_Stated task_
Identify every line in the items below that contains the word "shelf" and copy each of those lines. Match case exactly.

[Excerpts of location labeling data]

- - - - - - -

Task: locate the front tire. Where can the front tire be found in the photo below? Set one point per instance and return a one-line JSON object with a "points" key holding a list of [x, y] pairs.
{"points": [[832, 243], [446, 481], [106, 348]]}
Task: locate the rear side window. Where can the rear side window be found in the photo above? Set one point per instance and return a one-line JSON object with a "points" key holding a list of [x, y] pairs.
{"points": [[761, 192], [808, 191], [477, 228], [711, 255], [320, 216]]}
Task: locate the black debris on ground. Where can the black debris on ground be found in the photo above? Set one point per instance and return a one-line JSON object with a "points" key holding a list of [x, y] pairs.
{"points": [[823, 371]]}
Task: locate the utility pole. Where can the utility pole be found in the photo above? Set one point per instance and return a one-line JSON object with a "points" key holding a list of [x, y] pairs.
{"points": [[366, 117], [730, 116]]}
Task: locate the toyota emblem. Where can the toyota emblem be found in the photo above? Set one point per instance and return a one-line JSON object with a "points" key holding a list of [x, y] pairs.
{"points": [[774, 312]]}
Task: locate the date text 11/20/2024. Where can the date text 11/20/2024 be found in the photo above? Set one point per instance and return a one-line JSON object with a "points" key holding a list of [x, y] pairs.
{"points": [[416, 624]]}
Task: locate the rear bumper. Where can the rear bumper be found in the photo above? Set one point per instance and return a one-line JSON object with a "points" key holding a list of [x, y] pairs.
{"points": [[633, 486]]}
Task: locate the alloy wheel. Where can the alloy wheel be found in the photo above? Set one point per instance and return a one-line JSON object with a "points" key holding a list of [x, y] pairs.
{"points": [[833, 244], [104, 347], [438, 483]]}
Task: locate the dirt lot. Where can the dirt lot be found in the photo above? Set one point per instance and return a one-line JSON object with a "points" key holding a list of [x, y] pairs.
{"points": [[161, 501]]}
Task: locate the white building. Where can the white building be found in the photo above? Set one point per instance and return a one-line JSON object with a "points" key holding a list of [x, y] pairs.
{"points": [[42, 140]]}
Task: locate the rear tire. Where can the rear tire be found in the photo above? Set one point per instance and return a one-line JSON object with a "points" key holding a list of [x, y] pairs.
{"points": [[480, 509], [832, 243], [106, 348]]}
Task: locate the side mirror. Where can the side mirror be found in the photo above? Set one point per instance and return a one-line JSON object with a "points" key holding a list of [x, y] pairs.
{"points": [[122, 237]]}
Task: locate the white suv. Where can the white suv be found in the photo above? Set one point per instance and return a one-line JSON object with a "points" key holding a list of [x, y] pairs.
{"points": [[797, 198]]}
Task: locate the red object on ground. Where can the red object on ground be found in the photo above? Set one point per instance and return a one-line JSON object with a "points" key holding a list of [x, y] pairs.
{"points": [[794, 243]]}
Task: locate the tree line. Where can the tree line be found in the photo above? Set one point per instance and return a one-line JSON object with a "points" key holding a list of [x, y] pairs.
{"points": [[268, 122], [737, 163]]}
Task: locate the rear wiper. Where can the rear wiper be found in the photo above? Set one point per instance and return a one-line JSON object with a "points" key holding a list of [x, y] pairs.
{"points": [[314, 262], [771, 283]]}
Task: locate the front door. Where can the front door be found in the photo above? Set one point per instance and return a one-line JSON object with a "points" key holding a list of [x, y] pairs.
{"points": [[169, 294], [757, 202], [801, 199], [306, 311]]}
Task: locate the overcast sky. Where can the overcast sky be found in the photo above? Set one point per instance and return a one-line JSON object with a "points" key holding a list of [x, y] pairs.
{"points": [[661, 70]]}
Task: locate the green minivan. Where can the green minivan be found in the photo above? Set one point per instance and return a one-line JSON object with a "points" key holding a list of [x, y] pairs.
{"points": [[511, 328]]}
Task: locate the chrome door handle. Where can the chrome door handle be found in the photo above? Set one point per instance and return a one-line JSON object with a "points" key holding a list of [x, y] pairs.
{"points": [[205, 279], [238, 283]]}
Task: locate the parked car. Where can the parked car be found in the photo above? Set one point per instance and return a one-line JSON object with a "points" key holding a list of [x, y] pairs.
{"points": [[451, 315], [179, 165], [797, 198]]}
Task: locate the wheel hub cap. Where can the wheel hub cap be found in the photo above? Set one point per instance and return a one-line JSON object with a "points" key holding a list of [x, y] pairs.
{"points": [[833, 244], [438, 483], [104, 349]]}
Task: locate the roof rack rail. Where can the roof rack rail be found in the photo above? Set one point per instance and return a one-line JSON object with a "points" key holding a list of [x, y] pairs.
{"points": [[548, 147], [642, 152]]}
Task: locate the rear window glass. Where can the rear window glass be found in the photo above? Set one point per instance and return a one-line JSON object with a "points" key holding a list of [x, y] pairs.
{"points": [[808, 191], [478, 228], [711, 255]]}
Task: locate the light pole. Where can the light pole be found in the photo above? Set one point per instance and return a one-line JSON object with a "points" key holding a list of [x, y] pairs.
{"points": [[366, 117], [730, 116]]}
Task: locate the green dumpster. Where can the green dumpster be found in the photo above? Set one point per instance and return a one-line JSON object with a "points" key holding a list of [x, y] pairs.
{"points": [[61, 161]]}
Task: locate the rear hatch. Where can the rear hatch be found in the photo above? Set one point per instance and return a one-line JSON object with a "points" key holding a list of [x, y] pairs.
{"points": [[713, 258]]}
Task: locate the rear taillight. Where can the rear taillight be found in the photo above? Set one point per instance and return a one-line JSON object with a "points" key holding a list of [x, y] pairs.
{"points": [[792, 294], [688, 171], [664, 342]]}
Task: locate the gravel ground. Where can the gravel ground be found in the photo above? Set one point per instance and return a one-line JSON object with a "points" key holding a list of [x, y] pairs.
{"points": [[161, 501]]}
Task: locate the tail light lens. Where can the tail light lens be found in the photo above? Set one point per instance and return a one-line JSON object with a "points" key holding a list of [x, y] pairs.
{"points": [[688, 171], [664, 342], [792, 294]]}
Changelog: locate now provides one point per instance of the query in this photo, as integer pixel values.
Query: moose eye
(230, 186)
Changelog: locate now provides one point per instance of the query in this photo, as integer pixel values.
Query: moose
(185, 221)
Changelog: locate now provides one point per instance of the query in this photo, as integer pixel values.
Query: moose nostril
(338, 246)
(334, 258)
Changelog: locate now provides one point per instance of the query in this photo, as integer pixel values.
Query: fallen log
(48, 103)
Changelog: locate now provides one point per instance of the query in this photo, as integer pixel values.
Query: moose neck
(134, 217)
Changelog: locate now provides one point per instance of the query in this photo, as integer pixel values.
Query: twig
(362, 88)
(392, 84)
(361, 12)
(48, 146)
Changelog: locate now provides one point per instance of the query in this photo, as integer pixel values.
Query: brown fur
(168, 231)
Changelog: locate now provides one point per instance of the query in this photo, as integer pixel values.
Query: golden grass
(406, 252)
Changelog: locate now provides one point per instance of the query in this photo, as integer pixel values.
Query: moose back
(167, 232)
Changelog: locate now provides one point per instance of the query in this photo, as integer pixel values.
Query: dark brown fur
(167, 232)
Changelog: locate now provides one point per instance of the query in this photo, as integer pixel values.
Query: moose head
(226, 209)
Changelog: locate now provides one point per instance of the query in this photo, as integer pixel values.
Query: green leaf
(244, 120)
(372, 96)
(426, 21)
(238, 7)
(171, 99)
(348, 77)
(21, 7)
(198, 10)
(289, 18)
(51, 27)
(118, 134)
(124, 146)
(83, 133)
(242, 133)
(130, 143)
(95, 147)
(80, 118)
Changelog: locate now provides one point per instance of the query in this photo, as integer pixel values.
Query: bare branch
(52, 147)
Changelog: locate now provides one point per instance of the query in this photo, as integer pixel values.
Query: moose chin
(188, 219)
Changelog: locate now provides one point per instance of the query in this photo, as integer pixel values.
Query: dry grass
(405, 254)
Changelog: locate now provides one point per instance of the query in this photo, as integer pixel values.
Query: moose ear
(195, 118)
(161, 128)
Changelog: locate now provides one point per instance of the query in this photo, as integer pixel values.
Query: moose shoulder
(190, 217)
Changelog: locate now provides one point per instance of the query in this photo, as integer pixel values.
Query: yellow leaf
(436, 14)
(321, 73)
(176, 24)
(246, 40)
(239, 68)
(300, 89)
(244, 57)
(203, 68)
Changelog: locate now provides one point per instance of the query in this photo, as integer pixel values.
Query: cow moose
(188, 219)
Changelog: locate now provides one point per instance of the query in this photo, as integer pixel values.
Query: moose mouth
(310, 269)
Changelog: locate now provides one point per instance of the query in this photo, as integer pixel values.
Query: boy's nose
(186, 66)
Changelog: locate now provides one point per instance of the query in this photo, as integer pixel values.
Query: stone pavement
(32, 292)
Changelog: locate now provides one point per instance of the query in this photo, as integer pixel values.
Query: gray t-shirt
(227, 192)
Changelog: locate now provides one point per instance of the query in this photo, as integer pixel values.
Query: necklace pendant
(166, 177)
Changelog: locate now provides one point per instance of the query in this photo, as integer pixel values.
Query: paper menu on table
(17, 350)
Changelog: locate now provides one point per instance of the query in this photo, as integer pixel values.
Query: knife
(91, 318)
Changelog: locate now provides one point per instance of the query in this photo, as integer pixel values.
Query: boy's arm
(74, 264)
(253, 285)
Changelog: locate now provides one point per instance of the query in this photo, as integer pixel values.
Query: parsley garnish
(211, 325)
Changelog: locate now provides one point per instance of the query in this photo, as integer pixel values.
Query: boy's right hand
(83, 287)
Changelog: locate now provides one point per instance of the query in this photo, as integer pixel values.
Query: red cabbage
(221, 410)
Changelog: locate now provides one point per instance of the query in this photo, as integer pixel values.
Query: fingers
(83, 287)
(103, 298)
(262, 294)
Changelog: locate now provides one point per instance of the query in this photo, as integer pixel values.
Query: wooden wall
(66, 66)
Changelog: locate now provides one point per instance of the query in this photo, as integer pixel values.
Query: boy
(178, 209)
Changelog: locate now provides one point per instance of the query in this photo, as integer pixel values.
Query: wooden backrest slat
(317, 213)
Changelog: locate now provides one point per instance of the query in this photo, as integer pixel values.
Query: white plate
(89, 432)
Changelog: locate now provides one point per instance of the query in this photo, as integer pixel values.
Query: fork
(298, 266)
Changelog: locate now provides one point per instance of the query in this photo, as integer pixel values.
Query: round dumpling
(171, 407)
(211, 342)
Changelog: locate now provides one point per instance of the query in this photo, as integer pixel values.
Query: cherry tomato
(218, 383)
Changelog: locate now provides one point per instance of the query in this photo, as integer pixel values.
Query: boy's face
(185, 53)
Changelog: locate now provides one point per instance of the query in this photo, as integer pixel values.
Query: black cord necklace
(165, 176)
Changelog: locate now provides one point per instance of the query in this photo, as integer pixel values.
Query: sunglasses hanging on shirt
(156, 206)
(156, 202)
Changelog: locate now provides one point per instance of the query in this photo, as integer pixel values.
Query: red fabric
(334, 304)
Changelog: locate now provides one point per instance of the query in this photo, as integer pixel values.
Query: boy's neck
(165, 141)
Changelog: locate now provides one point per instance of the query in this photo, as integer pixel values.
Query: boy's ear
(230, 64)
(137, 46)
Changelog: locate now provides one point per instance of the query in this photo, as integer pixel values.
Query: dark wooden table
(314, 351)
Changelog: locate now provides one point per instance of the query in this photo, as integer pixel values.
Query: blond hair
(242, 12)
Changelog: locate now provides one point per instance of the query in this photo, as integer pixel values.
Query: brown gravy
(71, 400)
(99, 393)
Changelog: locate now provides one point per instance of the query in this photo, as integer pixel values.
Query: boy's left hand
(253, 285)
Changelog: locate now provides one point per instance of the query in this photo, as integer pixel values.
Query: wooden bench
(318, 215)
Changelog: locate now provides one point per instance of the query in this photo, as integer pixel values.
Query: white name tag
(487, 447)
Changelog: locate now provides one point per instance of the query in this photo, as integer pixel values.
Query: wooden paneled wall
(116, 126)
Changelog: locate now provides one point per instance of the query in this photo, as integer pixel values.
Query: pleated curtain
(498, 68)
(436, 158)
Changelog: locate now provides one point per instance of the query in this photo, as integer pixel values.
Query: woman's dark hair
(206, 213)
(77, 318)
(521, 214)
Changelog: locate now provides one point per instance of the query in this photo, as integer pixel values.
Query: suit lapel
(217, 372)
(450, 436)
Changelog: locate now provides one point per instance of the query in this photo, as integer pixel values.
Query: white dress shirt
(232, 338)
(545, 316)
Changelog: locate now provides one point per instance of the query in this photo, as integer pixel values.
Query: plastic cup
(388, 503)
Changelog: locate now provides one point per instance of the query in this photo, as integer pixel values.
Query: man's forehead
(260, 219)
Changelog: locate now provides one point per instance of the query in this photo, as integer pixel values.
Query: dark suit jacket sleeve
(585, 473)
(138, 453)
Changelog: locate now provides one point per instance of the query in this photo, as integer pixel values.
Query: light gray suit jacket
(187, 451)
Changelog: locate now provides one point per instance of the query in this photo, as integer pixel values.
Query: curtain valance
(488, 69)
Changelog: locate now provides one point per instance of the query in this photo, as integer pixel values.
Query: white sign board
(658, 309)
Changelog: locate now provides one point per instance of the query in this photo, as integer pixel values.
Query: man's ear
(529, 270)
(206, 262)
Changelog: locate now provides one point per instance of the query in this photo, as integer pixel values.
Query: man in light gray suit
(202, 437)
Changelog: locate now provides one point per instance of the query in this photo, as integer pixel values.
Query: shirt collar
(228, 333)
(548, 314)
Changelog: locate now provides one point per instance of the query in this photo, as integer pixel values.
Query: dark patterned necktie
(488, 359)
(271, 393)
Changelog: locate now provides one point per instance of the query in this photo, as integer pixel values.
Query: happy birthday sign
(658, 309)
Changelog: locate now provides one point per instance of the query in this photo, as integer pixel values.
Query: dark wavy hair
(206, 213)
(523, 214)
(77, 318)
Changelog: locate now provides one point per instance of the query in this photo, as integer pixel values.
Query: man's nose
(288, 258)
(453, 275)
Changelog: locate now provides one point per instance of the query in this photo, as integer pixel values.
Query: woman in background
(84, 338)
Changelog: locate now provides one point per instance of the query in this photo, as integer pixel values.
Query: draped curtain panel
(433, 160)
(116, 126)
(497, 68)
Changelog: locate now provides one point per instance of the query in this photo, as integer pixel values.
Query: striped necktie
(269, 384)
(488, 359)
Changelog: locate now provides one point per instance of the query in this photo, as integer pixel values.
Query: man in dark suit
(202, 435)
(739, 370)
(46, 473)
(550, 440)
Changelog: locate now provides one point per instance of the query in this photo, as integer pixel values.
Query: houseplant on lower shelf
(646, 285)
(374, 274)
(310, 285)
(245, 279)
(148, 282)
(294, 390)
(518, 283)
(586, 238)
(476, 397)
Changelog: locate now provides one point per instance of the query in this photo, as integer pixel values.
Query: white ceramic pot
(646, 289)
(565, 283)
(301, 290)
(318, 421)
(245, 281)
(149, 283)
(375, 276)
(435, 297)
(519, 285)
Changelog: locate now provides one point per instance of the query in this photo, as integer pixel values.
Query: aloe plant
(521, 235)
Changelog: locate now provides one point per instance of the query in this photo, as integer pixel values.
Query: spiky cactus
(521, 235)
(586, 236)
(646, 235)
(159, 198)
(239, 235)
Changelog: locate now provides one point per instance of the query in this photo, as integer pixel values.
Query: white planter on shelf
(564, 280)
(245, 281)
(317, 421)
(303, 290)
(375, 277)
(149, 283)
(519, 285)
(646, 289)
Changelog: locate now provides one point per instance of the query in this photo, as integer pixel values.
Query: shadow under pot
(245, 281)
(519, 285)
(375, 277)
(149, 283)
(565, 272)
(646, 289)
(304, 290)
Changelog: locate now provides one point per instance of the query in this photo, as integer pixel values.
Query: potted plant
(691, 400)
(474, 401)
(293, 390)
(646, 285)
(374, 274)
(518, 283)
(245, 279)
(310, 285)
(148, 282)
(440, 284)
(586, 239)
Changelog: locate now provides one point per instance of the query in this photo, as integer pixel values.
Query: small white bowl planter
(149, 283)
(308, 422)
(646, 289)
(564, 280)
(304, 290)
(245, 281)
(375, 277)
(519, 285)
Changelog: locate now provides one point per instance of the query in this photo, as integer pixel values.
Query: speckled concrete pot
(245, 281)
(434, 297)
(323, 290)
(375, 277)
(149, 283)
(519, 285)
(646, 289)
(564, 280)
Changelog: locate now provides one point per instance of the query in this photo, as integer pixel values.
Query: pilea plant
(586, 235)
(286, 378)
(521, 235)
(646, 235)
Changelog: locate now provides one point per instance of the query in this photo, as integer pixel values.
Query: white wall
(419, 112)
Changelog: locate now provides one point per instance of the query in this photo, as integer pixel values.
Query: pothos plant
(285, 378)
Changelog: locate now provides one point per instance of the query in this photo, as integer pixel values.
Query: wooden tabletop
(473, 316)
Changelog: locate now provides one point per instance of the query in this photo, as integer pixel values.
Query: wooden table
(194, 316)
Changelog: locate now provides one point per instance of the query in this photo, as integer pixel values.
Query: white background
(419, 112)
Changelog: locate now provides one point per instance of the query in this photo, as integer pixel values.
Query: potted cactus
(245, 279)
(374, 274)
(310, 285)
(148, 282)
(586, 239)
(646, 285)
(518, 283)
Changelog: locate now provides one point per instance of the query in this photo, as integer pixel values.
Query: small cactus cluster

- - - - - - -

_Correct response_
Query: houseplant on lower shelf
Query: white planter on shelf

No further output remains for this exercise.